Text passage:
-------------------------

Much has been made about green industry being a new vehicle for industrial development in South Africa. It is part of the industrial policy action plan. For now the focus is mainly on increasing the local content of components, which fall under the renewable energy independent producers procurement programme.
The programme emerged from the integrated development plan that maps out South Africa's energy future to 2030. Eskom's need to procure renewable energy arises from South Africa's international commitment to reduce greenhouse gas emissions by 34% by 2020.
The procurement programme involves competitive bidding over a feed-in tariff. If a power producer is selected, it can sell renewable electricity to the grid under 20-year power purchase agreements signed with Eskom but guaranteed by the government.
In general terms, electricity generated from wind, solar, hydro and other renewable sources is sold at a premium, above that of electricity generated from coal-fired power plants. As we have seen, this premium is rapidly decreasing in relation to the two main renewable technologies, onshore wind turbines and photovoltaic (PV) solar plants, and looks set to disappear. Both onshore wind and the solar PV have the holy grail of grid parity well within their sights.

-------------------------

Entries from a pointing dataset
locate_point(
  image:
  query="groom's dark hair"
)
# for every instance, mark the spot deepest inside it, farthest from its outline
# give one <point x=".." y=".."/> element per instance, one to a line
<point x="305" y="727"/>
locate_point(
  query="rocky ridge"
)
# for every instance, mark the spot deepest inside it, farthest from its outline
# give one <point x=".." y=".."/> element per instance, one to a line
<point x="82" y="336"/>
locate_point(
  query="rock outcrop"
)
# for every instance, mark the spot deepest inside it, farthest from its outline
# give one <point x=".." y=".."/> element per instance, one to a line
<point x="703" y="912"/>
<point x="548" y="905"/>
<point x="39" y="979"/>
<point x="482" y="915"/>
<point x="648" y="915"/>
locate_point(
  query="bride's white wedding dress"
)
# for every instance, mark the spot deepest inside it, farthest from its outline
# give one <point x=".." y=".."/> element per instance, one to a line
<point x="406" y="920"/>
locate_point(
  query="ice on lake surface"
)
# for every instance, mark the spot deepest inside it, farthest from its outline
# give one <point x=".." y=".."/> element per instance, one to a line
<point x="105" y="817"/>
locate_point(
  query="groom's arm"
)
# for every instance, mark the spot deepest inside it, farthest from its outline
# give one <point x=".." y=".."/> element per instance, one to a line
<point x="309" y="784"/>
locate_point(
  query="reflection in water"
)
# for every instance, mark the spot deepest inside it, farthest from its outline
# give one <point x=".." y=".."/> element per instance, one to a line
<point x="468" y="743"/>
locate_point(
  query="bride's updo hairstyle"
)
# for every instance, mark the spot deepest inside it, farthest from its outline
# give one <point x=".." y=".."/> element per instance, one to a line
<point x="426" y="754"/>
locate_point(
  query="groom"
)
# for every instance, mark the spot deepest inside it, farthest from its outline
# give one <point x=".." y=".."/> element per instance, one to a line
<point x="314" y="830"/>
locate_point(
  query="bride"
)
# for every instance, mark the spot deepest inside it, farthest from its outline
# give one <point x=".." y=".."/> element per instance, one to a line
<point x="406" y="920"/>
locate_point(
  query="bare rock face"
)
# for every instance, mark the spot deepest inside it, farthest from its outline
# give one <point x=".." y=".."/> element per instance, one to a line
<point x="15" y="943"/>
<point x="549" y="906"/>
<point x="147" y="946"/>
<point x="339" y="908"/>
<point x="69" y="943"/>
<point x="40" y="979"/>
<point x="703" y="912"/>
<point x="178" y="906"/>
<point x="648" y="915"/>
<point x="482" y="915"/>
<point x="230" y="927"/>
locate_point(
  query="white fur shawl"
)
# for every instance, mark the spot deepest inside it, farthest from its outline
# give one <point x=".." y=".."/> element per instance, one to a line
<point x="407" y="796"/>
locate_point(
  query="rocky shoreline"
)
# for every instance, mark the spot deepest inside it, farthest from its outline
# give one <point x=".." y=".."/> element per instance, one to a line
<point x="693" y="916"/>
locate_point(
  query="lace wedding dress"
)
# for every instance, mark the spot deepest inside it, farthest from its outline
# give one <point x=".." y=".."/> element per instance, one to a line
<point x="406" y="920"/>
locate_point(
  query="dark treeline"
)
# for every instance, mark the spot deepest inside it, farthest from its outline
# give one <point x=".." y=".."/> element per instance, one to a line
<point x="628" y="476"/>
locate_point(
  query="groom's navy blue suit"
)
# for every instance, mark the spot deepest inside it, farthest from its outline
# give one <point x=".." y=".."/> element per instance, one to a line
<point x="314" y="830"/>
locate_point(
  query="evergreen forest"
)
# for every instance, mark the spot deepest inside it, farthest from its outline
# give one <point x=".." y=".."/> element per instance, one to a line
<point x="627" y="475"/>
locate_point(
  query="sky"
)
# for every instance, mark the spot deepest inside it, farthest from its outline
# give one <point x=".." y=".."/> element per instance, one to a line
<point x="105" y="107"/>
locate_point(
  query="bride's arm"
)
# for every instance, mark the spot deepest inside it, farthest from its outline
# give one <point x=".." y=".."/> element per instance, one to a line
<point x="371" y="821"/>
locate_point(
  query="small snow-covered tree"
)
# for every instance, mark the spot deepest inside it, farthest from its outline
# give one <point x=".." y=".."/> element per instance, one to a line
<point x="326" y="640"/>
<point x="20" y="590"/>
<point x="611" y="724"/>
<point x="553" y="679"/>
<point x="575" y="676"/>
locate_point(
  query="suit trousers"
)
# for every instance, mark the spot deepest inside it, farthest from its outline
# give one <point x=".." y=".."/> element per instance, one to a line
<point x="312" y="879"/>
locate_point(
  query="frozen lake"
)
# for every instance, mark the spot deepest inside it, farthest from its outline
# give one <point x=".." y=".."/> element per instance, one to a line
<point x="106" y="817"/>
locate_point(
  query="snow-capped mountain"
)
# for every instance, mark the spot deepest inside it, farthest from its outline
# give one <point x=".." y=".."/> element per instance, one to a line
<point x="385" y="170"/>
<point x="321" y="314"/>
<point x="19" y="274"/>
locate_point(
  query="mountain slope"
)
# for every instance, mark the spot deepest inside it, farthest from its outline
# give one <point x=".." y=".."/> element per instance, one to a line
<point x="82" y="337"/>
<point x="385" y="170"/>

-------------------------

Tasks to complete:
1. According to the text on South Africa's green industry, how long do the power purchase agreements signed with Eskom last?
2. From the text on South Africa's green industry, write out the passage from "The programme emerged" up to and including "34% by 2020.".
3. Translate into Spanish this sentence from the text on South Africa's green industry: "The programme emerged from the integrated development plan that maps out South Africa's energy future to 2030."

Answers to the tasks:
1. 20 years

2.
The programme emerged from the integrated development plan that maps out South Africa's energy future to 2030. Eskom's need to procure renewable energy arises from South Africa's international commitment to reduce greenhouse gas emissions by 34% by 2020.

3. El programa surgió del plan de desarrollo integrado que traza el futuro energético de Sudáfrica hasta 2030.